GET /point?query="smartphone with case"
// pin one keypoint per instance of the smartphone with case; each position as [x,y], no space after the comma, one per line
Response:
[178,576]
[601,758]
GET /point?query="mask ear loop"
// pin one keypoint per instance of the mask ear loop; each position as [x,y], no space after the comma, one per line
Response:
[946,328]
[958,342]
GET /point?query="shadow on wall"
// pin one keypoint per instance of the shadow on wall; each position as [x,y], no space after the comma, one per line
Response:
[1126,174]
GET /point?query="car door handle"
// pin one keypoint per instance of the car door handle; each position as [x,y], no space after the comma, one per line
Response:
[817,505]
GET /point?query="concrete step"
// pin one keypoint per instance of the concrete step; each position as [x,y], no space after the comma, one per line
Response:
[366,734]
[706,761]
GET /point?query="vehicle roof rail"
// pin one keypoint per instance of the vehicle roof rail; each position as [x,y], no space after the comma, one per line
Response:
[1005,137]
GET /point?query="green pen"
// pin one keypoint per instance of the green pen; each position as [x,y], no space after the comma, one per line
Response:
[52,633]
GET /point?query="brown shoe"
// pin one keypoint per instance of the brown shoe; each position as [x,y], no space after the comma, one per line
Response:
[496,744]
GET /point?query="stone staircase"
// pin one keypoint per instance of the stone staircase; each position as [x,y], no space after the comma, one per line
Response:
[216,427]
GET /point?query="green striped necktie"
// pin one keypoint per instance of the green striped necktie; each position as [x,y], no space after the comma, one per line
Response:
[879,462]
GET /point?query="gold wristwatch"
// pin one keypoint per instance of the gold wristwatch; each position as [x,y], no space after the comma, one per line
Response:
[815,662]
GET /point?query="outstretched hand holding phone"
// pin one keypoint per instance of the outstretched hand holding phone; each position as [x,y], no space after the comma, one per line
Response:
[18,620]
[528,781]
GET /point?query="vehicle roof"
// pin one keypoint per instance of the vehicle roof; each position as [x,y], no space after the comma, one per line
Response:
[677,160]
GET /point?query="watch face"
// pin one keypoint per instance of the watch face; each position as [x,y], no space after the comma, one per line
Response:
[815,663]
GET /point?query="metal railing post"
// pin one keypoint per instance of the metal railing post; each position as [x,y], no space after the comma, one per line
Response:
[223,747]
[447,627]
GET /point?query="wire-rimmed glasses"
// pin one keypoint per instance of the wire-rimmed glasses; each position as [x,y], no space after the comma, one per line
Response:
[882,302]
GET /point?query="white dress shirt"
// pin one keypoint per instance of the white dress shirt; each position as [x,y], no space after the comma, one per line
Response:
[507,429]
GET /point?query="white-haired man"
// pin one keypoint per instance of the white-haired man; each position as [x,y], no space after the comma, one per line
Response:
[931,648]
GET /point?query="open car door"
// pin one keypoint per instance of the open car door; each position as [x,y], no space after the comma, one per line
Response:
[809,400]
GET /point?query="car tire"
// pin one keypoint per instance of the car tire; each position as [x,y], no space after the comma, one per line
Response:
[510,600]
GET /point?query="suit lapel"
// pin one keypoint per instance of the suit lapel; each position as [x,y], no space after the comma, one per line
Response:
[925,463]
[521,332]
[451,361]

------------------------

TASK INSTRUCTIONS:
Look through the entries above for the word "shadow". Copy every line where it shows up.

WRITTEN ANSWER:
GET /point?query="shadow on wall"
// pin one keypoint per instance of the shadow on wall; each position as [x,y], no space after the comma, one per line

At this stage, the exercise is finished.